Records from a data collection
-- -- --

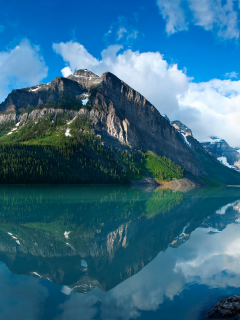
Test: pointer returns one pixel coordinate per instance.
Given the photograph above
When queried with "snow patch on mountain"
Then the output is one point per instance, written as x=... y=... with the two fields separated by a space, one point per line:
x=185 y=139
x=211 y=140
x=224 y=161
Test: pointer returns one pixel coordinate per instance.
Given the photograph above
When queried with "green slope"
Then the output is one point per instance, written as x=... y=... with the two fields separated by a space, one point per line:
x=40 y=152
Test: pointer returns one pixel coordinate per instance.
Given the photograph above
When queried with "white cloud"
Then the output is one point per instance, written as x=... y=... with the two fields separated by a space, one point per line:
x=231 y=75
x=21 y=66
x=214 y=15
x=75 y=55
x=211 y=108
x=208 y=108
x=121 y=32
x=146 y=72
x=174 y=15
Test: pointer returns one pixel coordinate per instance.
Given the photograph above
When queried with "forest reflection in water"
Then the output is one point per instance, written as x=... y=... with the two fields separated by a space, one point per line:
x=100 y=241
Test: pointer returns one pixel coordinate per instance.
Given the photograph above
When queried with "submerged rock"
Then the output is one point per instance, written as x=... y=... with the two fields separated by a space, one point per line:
x=225 y=309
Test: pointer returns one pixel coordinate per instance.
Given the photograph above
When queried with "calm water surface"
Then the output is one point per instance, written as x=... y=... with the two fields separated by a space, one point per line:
x=94 y=252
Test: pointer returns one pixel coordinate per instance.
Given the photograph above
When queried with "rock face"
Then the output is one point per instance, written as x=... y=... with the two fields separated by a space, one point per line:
x=181 y=127
x=85 y=78
x=38 y=96
x=121 y=116
x=225 y=309
x=221 y=150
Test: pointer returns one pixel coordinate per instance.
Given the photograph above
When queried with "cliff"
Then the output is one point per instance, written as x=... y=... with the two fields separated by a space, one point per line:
x=118 y=115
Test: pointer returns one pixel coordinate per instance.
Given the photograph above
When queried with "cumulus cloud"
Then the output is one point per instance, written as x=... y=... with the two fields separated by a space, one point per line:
x=231 y=75
x=21 y=66
x=214 y=15
x=121 y=31
x=208 y=108
x=146 y=72
x=174 y=15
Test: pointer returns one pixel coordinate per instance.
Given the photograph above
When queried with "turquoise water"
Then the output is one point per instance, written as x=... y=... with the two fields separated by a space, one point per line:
x=105 y=252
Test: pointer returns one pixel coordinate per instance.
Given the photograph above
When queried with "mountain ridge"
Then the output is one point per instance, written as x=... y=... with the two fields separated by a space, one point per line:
x=116 y=114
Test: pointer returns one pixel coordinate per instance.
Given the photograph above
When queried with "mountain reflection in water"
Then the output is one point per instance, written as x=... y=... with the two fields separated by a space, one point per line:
x=90 y=239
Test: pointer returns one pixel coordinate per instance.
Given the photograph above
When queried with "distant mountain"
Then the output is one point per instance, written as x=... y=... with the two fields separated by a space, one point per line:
x=221 y=150
x=87 y=129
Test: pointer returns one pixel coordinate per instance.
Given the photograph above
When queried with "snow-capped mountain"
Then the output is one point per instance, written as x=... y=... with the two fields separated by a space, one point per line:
x=221 y=150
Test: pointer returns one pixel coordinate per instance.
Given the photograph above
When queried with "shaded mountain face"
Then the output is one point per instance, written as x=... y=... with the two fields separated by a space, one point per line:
x=120 y=116
x=181 y=127
x=221 y=150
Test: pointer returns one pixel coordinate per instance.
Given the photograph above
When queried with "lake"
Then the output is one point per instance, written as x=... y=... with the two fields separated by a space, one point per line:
x=117 y=252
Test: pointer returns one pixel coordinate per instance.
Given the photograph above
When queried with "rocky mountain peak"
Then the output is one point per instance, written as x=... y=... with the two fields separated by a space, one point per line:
x=85 y=78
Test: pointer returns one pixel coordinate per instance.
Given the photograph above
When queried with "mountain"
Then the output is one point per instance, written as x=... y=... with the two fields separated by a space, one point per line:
x=87 y=129
x=221 y=150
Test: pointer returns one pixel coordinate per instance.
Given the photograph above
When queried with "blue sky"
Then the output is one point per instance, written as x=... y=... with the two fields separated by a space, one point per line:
x=183 y=55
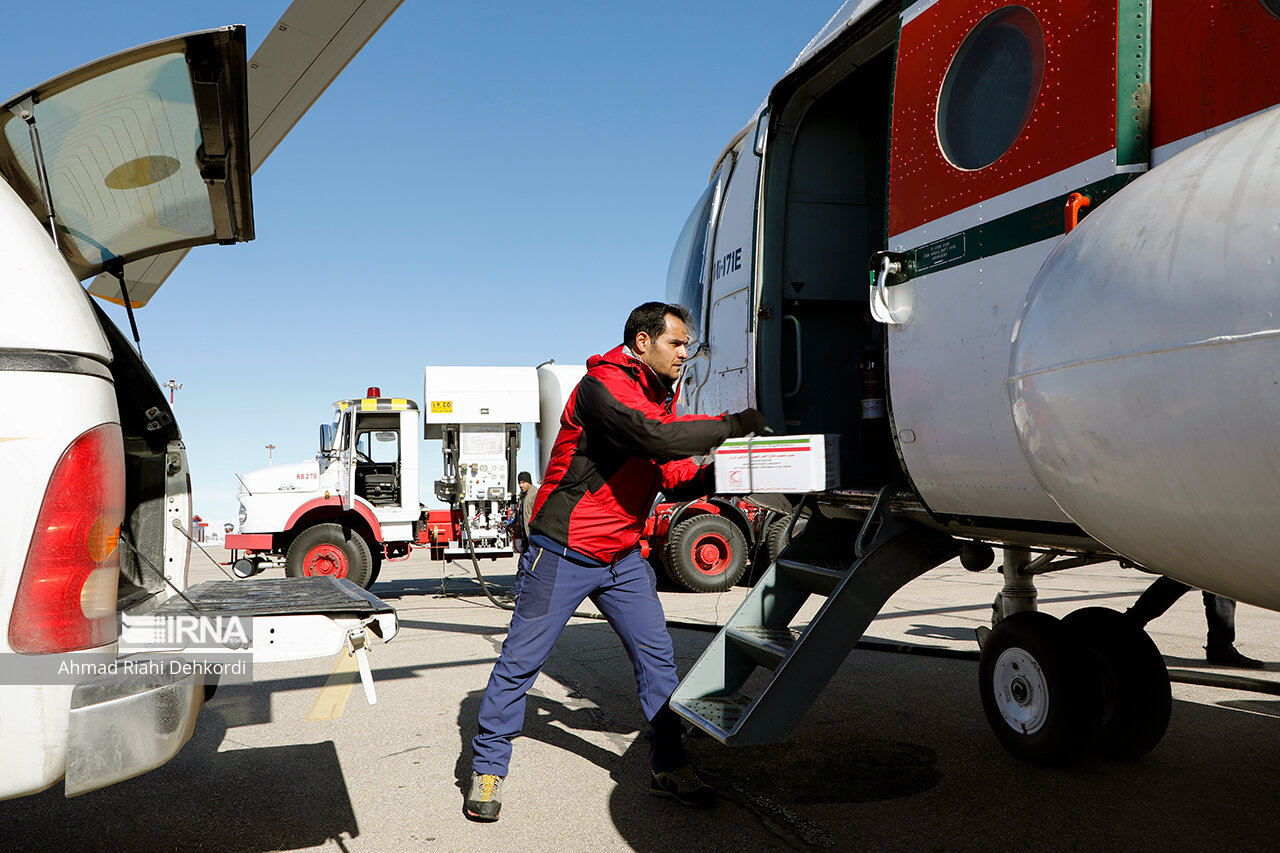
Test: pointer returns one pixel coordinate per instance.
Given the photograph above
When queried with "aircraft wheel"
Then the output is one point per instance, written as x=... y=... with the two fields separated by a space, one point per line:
x=329 y=550
x=705 y=553
x=1130 y=678
x=1036 y=689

-- -- --

*WORK INSTRUCTION*
A single number is the whole answer: the tally of lines in the entries that hold "reflection".

*FINISHED TASK*
2